When asked what “flourishing in medicine,” means to him, med student Vincent Busque said “to me, flourishing in medicine means taking pride in the authentic ways in which we take care of our patients, both through medical care and especially as fellow humans, while contributing to and being supported by the broader medical community.” 

Busque is a third year student at the Geisel School of Medicine at Dartmouth and has been involved with the KNN since he arrived in both formal and informal ways. He attends KNN student conferences and has led student workshops but he also incorporates the KNN principles into everyday actions like sending congratulatory notes to his classmates at the end of the year. A natural optimist with a gift for coaching, Brusque tries hard not to let negativity, like attitudes between battle-worn educators and anxious students, get him down. But Brusque is also the first to say, “med school is no joke.” As he begins his clinical rotation when the challenges of his chosen profession become very real, he will lean heavily on the KNN framework which he says gave him a unique kind of mental toughness.

» What you need to do:
**a.** In the profile of medical student Vincent Busque, which medical school does he attend, and what year is he in?
**b.** Can you translate this sentence from the profile of medical student Vincent Busque into Spanish: "He attends KNN student conferences and has led student workshops but he also incorporates the KNN principles into everyday actions like sending congratulatory notes to his classmates at the end of the year."
**c.** Could you carry on the profile of medical student Vincent Busque from its last sentence?

» Available data:
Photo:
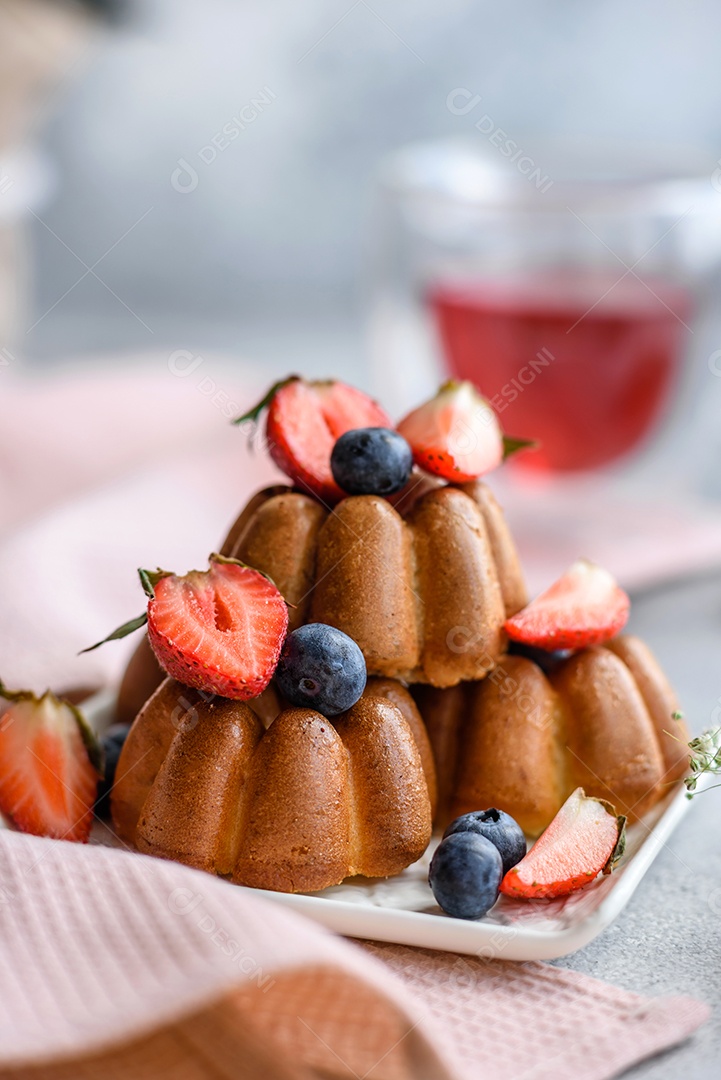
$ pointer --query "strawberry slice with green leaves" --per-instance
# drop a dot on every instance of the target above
(50, 766)
(219, 630)
(457, 434)
(304, 420)
(585, 838)
(584, 607)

» Task results:
**a.** He is a third-year student at the Geisel School of Medicine at Dartmouth.

**b.** Asiste a las conferencias estudiantiles de la KNN y ha dirigido talleres para estudiantes, pero también incorpora los principios de la KNN en acciones cotidianas, como enviar notas de felicitación a sus compañeros de clase al final del año.

**c.**
“I try to do something caring every day – even if it’s little things like getting someone a blanket or popping back in on a patient,” he said. “I think that is what is going to make me a better physician because when the going gets tough, you need to connect back to why you went to medical school in the first place and for most of us that’s about caring for people in really difficult and emotional situations.” 

“Flourishing in medicine means taking pride in the authentic ways in which we take care of our patients, both through medical care and especially as fellow humans.”

As a KNN student leader, Busque helps his classmates understand what words like flourishing, caring and practical wisdom mean in a clinical scenario, particularly a challenging one. He says use of love languages like affirmation, physical touch and acts of service can help illuminate caring. Relevant questions like how best to support a struggling colleague provide relatable examples for practical wisdom. 

“KNN has allowed me to say that it is actually OK in medical school to care about your values, your character, and your community. With time, we will all come to understand the science (of medicine), but it is these things that are going to allow us to be truly great physicians,” he said.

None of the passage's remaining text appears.